■ Bloc de texte:
......

Un pharmacien titulaire consacre en moyenne 5,6 heures (1) par semaine à la gestion des ruptures d’approvisionnement et de pénuries de médicaments. Une charge non négligeable dont Thomas Brunet, titulaire à l'Ile-Bouchard (Indre-et-Loire), a décidé de se soulager en créant sa propre solution, Apodis.
Elle est conçue pour s’attaquer aux ruptures d’origine logistique avec, en ligne de mire, une réduction de leur fréquence de 20 à 30 %. Son principe repose sur la remontée en temps réel, sur une plateforme interactive agréée hébergeur de données de santé, de l’ensemble des données produits émanant de la pharmacie. « L’utilisation d’algorithmes permet d’analyser les quantités livrées ainsi que les produits signalés comme manquants par le grossiste-répartiteur. Nous pouvons alors estimer grâce à ces inputs le taux de disponibilité des produits sur l’ensemble des agences des grossistes-répartiteurs et ce uniquement grâce aux informations fournies par les pharmaciens », expose Baudoin Petitpré, directeur général d’Apodis Pharma.
Ces data anonymisées seront rendues accessibles aux laboratoires partenaires, moyennant un abonnement mensuel de 5 000 euros. En retour, les industriels devront relever le défi et approvisionner la pharmacie dans les meilleurs délais. « Nous savons qu’il est possible au dépositaire, grâce à son réseau de transporteurs, de nous livrer dans les 24 heures. La rupture est souvent fatale si elle dépasse ce délai, je pense notamment aux médicaments sensibles comme l’Epclusa. Si le patient n’obtient pas sa deuxième boîte en temps et en heure, le traitement initié aura été inutile », souligne Baudoin Petitpré. L’outil digital Apodis permettra également au pharmacien d’anticiper sur ses propres ruptures de stocks, voire de procéder à des réassortiments.

......

■ Données fournies:

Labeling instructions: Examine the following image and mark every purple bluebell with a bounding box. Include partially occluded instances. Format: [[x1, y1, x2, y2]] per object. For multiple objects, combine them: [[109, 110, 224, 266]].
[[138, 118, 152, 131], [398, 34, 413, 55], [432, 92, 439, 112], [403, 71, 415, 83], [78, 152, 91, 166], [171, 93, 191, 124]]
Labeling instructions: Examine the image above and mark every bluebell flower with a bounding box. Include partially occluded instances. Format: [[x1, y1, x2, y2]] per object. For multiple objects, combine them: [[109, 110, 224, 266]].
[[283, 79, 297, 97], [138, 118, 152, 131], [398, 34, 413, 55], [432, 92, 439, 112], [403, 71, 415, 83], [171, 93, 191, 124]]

......

Poursuivez l'article sur Apodis et les ruptures de médicaments en pharmacie, en reprenant juste après sa dernière phrase. Ce matériel ne vous sera d'aucune utilité.

■ Section réponse:
La participation de 1 200 pharmacies à ce hub, rejoint chaque jour par une ou deux nouvelles officines, permet de collecter, en temps réel, les données sur les stocks de toutes les agences des grossistes répartiteurs du territoire métropolitain.
Des data non monnayables
Cette mine d’informations, inédite sur le marché de la distribution, devrait séduire les laboratoires, désormais soumis à des plans de gestion de ruptures, sinon à des risques d’amende (2). Apodis table par conséquent sur un partenariat avec quatre ou cinq d’entre eux pour débuter la phase opérationnelle d'ici à la fin de l’été.
Le créateur d’Apodis, soucieux de préserver la neutralité et l’indépendance du pharmacien, réfute toute volonté « de monétiser les données fines produites par l’officine ». Il est formel : « les data en elles-mêmes n'ont aucune valeur. Leur seul intérêt est l'utilisation que l'on en fera ». Ainsi, le traitement de ces data permettra, entre autres, d’injecter de la transparence et de la visibilité dans un circuit du médicament, souvent très opaque pour le pharmacien.
Support du titulaire dans son exercice professionnel au quotidien, Apodis pourra comporter d’autres fonctionnalités comme l’évaluation du médicament en vie réelle, le bilan partagé de médication ou encore la vaccination. Autant de nouvelles missions pour lesquelles Thomas Brunet et Baudoin Petitpré souhaiteraient recevoir le soutien des laboratoires.
(1) Selon une enquête réalisée par le Groupement pharmaceutique de l’Union européenne (GPUE) en 2018.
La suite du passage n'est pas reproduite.